**TASK DETAILS:** The answer should be each line from the entries below that has the word "outline" in it.

**Segmentation mask data:**
....
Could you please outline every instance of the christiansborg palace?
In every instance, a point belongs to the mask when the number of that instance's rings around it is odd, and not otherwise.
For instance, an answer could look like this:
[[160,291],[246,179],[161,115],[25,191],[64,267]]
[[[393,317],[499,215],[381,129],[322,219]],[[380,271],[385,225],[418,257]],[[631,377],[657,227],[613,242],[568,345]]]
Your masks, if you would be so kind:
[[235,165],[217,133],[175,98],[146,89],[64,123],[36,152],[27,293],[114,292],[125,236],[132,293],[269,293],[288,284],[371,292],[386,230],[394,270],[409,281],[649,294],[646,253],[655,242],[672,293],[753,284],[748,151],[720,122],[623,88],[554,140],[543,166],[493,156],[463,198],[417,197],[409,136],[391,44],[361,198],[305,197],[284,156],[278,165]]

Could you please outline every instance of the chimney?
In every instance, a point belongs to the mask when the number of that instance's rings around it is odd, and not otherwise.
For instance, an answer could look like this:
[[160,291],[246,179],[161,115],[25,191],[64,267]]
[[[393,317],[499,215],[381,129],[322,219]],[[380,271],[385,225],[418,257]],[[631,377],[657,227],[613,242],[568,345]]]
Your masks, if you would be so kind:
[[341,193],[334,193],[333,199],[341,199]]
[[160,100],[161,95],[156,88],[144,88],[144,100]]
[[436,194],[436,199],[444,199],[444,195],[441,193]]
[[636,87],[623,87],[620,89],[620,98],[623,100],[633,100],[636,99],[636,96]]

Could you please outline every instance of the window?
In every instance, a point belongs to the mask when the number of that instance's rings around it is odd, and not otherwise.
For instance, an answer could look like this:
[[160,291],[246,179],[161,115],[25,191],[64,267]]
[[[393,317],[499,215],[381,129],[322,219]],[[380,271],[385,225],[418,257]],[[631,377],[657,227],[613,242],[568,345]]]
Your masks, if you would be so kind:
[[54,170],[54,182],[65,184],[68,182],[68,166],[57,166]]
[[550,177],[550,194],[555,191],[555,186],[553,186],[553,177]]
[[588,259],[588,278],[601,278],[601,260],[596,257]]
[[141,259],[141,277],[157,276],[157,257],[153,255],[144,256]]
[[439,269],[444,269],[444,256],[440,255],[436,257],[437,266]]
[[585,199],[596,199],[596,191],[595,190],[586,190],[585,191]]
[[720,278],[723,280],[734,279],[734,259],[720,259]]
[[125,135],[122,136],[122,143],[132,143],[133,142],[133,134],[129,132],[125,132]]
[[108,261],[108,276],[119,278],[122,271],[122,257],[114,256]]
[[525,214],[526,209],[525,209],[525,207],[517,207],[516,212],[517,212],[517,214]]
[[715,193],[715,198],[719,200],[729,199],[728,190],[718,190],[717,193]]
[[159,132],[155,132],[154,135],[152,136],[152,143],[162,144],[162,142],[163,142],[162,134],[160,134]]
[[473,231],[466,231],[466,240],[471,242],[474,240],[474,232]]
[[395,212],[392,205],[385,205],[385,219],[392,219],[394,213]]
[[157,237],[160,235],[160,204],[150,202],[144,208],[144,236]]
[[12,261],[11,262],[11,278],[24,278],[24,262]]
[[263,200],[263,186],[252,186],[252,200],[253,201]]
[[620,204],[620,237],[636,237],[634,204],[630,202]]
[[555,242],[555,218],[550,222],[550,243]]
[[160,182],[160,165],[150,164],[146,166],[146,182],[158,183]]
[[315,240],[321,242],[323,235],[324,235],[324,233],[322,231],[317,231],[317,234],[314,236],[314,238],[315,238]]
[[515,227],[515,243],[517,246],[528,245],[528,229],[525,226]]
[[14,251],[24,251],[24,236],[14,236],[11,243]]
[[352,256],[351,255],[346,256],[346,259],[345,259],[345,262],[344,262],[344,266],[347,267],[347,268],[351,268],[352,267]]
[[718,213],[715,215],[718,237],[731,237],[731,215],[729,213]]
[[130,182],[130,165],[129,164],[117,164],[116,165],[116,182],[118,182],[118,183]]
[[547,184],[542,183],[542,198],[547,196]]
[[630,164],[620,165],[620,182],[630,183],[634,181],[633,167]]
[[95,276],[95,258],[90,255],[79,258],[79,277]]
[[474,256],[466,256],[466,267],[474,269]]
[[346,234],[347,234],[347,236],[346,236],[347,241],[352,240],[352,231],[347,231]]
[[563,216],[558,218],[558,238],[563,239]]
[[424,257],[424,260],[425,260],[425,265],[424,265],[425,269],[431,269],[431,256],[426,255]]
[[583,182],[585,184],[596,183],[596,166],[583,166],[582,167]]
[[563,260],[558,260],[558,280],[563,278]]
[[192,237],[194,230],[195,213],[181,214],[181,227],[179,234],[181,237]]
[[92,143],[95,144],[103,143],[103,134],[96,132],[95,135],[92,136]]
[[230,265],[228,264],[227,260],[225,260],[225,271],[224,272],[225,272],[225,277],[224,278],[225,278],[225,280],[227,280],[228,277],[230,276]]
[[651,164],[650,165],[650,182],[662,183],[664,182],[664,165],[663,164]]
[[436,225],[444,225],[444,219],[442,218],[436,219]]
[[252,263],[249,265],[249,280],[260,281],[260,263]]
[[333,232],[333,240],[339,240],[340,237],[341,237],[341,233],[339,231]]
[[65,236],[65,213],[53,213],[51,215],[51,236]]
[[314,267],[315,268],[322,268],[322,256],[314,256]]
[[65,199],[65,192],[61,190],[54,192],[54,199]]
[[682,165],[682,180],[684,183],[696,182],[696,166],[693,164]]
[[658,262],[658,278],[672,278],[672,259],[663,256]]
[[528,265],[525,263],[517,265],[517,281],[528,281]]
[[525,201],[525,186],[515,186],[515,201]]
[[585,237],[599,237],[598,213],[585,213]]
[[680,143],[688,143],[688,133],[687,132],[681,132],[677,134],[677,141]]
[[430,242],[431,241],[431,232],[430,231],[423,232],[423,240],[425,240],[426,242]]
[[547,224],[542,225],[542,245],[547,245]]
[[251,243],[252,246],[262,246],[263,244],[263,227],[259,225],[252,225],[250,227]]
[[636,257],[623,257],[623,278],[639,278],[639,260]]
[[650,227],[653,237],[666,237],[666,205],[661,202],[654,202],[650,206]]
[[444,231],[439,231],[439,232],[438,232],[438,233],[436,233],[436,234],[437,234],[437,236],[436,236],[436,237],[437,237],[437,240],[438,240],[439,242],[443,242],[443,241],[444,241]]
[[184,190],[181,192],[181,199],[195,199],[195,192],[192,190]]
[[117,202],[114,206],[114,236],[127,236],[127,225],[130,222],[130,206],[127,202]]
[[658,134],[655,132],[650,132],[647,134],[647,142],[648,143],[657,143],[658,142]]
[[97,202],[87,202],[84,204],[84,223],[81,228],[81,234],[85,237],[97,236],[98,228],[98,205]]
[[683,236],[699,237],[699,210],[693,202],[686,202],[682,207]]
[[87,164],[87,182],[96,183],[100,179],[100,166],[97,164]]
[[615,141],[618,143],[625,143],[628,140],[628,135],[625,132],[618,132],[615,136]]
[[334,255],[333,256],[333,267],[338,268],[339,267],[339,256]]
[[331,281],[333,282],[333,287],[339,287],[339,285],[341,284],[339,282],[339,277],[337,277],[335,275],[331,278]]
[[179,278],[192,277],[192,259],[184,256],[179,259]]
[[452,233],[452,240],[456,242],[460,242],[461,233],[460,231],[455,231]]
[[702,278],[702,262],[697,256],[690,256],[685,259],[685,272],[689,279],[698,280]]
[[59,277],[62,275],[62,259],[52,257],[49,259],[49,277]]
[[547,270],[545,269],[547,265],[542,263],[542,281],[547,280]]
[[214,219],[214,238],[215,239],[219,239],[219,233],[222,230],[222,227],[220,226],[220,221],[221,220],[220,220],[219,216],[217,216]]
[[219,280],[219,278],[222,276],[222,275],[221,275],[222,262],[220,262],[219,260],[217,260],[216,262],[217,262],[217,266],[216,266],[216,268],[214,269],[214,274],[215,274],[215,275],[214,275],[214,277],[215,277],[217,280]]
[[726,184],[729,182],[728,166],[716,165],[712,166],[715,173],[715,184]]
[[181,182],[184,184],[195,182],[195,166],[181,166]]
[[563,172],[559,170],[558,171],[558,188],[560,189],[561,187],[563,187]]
....
**RESPONSE BOX:**
Could you please outline every instance of the christiansborg palace?
Could you please outline every instance of the chimney?
Could you please outline every instance of the window?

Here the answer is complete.